(YOUR ASSIGNMENT)
Set down the entries below exactly; drop the pictures.

(EXERCISE INPUTS)

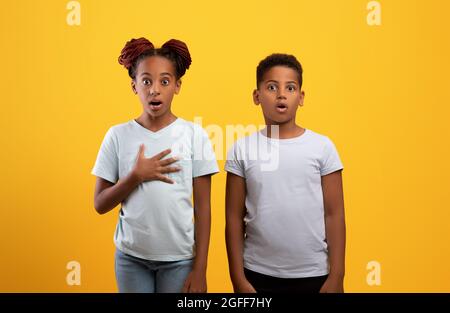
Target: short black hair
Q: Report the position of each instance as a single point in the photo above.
(279, 59)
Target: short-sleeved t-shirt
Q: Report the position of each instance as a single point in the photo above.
(285, 225)
(156, 219)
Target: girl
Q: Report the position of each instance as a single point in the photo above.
(151, 165)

(RESPONSE FOR THIS EXERCISE)
Target: short black hair
Q: Report the position of each instance as a single point in the photo above.
(279, 59)
Target: short-sleeved t-shirt
Q: Report the position of each instance as a single point in the photo above.
(285, 225)
(156, 219)
Target: girl
Q: Report the position of each instance as a single point in the photo above.
(151, 165)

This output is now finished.